Text for analysis:
APPLE
What is an apple?
Delicious and crunchy, apple fruit is one of the most popular and favorite fruits among the health conscious, fitness lovers who firmly believe in the concept of “health is wealth.” This beautiful fruit packed with rich phytonutrients that, in the real sense indispensable for optimal health. Certain antioxidants in apples have health promoting and disease prevention properties, and thereby, truly justifying the adage, “an apple a day keeps the doctor away.”
ORIGIN
The tree originated in Central Asia, where its wild ancestor, Malus sieversii, is still found today. Apples have been grown for thousands of years in Asia and Europe, and were brought to North America by European colonists.
They were cultivated in Jamestown—but not for eating.
North American apple harvesting began with the settlers at Jamestown in 1607. They brought with them seeds and cuttings from Europe, and while the original varieties planted were not all suited for cultivation in the New World, their seeds began to produce all-new varieties of American apples. Many of these apples were still fairly bitter, unlike the sweet varieties we enjoy today, but they had an important purpose in colonial society: cider.
Cider had become a popular beverage in England in the wake of the Norman conquest in 1066, after which new apple varieties were introduced from France. The New World settlers brought their taste for cider with them. Most colonists grew their own apples, and due to sanitation concerns, they often served a fermented cider at meals instead of water, including a diluted cider for the children. Cider became so popular that it was sometimes used to pay salaries, and Virginian statesman William Fitzhugh once remarked that the cider produced from his orchard of 2,500 trees was more valuable than 15,000 pounds of tobacco.
Thomas Jefferson was also a founding father of the Fuji.
Thomas Jefferson is not only a founding father of the United States, he’s also known for his love of food—in fact, he was responsible for America’s first ice cream and some of its first pasta. And he helped bring the popular Fuji apple to the United States, albeit unwittingly. As the story goes, Edmund Charles Genet, French minister to the United States in the 1790s, gave Thomas Jefferson a gift of apple cuttings that Jefferson donated to a Virginia nursery, which then cultivated a variety of apple known as the “Ralls Genet.” In 1939, Japanese apple breeders crossed the genes from the classic Red Delicious apple variety with that of Jefferson’s Ralls Genet, resulting in the now ubiquitous Fuji apple.

[Saved data entries]

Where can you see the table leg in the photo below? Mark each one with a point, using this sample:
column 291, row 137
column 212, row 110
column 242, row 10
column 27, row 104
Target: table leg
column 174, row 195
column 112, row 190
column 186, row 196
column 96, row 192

Work order 1: Turn the paragraph of the apple text that begins "Cider had become a popular beverage" into a short bulleted list that keeps its main facts.
Work order 2: Return the stretch of the apple text from "Thomas Jefferson was" through "ubiquitous Fuji apple.", copied word for word.
The records were taken from a separate source.

Answer 1:
- Cider became popular in England after the Norman conquest in 1066, when new apple varieties were introduced from France.
- New World settlers brought their taste for cider with them.
- Most colonists grew their own apples and, because of sanitation concerns, often served fermented cider at meals instead of water, including a diluted cider for children.
- Cider was popular enough that it was sometimes used to pay salaries.
- Virginian statesman William Fitzhugh once said the cider from his orchard of 2,500 trees was worth more than 15,000 pounds of tobacco.

Answer 2:
Thomas Jefferson was also a founding father of the Fuji.
Thomas Jefferson is not only a founding father of the United States, he’s also known for his love of food—in fact, he was responsible for America’s first ice cream and some of its first pasta. And he helped bring the popular Fuji apple to the United States, albeit unwittingly. As the story goes, Edmund Charles Genet, French minister to the United States in the 1790s, gave Thomas Jefferson a gift of apple cuttings that Jefferson donated to a Virginia nursery, which then cultivated a variety of apple known as the “Ralls Genet.” In 1939, Japanese apple breeders crossed the genes from the classic Red Delicious apple variety with that of Jefferson’s Ralls Genet, resulting in the now ubiquitous Fuji apple.